▶ _EXERCISE PROMPT_:
A precise reproduction of every record below is needed, minus the pictures.

▶ _PROVIDED INFORMATION_:
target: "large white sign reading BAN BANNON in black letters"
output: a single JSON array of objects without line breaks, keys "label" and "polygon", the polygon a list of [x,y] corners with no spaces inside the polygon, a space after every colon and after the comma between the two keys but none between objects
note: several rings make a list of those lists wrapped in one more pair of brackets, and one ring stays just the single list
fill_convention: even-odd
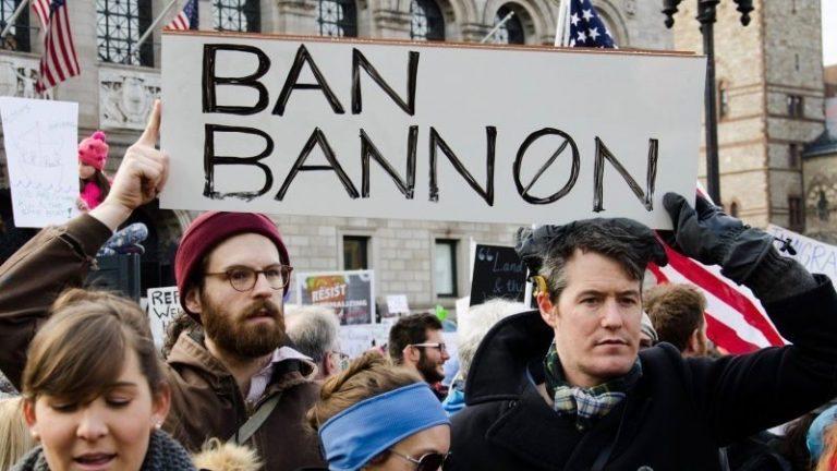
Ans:
[{"label": "large white sign reading BAN BANNON in black letters", "polygon": [[161,206],[670,227],[705,59],[165,33]]}]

▶ _SOLUTION FOR THIS EXERCISE_:
target: "large white sign reading BAN BANNON in black letters"
output: a single JSON array of objects without line breaks, keys "label" and "polygon", the polygon a list of [x,y] corners with no spaces inside the polygon, a space after every colon and after the comma between the two keys but none between objects
note: several rings make a list of those lists wrapped in one more pair of brackets, and one ring stays just the single list
fill_convention: even-odd
Ans:
[{"label": "large white sign reading BAN BANNON in black letters", "polygon": [[161,206],[670,227],[705,59],[165,33]]}]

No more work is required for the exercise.